▶ [RECORDS SHOWN]:
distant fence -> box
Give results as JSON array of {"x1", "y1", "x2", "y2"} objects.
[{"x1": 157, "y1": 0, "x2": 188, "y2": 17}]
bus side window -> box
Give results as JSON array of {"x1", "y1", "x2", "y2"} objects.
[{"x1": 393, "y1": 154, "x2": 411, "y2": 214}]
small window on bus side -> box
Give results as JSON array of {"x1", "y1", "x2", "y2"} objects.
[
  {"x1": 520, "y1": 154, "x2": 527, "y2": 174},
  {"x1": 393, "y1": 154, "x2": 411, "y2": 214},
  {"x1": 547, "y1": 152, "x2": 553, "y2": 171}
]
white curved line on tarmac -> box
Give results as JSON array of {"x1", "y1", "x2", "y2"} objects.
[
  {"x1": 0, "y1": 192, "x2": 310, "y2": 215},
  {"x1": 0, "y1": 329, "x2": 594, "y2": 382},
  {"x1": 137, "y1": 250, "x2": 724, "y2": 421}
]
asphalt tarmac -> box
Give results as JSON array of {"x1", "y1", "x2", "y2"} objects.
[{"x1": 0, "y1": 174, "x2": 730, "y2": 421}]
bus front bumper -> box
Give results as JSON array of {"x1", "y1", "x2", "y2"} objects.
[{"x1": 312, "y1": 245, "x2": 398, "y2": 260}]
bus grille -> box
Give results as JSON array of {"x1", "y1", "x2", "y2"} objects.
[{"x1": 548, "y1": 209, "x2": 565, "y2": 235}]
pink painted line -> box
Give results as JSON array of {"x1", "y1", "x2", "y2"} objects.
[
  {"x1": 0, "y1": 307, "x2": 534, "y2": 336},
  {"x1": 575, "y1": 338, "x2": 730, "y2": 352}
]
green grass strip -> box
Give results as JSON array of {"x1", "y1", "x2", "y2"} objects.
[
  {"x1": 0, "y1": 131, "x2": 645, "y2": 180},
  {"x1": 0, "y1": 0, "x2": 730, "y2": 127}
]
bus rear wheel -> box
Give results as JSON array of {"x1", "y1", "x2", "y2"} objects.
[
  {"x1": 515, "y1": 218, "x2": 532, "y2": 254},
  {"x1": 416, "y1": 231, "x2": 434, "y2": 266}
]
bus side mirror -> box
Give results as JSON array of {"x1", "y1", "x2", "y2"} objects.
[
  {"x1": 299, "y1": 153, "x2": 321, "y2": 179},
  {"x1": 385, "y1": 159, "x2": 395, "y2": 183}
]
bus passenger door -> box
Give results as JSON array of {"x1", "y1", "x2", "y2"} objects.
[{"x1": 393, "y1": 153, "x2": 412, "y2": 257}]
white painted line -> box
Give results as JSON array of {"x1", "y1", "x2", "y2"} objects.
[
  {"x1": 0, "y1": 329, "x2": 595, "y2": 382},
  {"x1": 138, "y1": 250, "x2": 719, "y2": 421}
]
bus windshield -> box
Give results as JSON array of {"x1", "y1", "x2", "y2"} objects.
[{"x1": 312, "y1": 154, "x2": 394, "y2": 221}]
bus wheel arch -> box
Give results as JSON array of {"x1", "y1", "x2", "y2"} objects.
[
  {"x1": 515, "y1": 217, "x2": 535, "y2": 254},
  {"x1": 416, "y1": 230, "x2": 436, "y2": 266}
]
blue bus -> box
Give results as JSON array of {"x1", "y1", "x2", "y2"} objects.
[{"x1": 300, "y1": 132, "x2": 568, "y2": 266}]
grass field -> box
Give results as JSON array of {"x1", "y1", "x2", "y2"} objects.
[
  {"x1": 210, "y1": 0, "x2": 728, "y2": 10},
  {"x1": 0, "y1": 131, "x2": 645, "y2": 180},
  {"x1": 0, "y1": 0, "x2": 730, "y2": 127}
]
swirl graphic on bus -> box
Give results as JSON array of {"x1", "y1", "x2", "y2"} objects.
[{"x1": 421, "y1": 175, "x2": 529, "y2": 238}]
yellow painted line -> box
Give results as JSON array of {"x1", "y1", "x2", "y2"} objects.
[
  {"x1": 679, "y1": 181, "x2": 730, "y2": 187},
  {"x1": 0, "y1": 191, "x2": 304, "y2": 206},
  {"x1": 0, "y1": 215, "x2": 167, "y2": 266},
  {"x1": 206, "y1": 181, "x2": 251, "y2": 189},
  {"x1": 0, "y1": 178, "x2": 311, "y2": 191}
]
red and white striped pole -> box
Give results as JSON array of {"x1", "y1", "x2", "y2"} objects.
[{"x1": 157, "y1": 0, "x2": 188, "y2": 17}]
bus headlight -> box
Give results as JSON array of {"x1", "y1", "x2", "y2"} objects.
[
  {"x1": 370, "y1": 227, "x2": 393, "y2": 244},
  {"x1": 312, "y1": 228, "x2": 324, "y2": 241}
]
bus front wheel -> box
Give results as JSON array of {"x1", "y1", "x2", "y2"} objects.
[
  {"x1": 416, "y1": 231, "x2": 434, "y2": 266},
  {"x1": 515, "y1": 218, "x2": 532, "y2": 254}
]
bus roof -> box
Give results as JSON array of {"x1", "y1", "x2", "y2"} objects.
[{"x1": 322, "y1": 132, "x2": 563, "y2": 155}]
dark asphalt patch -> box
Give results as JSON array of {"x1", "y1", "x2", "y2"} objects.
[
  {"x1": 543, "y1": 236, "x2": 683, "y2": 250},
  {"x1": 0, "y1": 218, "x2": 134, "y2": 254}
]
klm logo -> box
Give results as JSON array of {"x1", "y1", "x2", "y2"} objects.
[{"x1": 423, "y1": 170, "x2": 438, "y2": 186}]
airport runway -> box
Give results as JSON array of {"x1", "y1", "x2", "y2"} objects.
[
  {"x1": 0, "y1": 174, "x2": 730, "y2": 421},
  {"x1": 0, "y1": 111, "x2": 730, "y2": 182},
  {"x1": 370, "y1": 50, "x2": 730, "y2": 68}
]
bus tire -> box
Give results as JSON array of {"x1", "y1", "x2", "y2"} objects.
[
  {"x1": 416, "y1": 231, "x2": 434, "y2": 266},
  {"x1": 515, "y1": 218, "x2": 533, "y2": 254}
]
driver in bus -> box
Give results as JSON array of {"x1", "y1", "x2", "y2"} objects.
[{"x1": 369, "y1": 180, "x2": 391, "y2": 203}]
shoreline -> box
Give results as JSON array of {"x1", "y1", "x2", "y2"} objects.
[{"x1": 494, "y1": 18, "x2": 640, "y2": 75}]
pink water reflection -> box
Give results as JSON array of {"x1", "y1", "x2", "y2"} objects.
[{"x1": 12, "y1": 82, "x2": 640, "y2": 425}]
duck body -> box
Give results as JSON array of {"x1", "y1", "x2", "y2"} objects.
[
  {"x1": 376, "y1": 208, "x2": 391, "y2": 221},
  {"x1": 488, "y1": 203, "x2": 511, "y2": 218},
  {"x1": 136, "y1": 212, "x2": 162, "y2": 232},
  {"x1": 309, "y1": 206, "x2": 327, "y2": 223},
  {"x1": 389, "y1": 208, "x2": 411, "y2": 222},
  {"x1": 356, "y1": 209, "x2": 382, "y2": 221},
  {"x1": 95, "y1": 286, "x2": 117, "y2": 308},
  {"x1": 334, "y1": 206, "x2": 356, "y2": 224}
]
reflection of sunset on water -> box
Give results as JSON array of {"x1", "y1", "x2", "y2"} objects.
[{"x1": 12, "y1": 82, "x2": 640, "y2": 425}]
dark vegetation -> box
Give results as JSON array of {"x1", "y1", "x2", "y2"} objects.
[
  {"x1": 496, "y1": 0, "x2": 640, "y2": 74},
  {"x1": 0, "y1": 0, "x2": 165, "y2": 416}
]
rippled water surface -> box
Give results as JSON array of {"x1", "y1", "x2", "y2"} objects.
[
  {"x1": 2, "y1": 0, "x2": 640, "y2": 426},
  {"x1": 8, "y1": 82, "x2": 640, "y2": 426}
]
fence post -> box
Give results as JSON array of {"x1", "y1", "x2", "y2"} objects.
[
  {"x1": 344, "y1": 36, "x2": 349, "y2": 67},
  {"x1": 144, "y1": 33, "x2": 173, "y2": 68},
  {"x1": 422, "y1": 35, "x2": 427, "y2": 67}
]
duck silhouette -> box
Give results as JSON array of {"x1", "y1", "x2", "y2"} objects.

▶ [PROMPT]: Please arrange the lines from the one containing "rippled water surface -> box" through the end of the entries as a Markdown table with the columns Row and Line. Put the row number in Row and the line in Line, and leave out blank lines.

▶ [FULL RESPONSE]:
| Row | Line |
|---|---|
| 1 | rippled water surface -> box |
| 2 | Give results as JSON array of {"x1", "y1", "x2", "y2"} objects. |
| 3 | [ |
| 4 |   {"x1": 2, "y1": 0, "x2": 640, "y2": 426}, |
| 5 |   {"x1": 8, "y1": 82, "x2": 640, "y2": 426} |
| 6 | ] |
| 7 | fence post -> box |
| 8 | Give results as JSON array of {"x1", "y1", "x2", "y2"} objects. |
| 9 | [ |
| 10 |   {"x1": 344, "y1": 36, "x2": 349, "y2": 67}, |
| 11 |   {"x1": 144, "y1": 33, "x2": 173, "y2": 68}, |
| 12 |   {"x1": 422, "y1": 35, "x2": 427, "y2": 67} |
| 13 | ] |
| 14 | duck silhouette -> box |
| 15 | Give results as JSON array of {"x1", "y1", "x2", "y2"} objects. |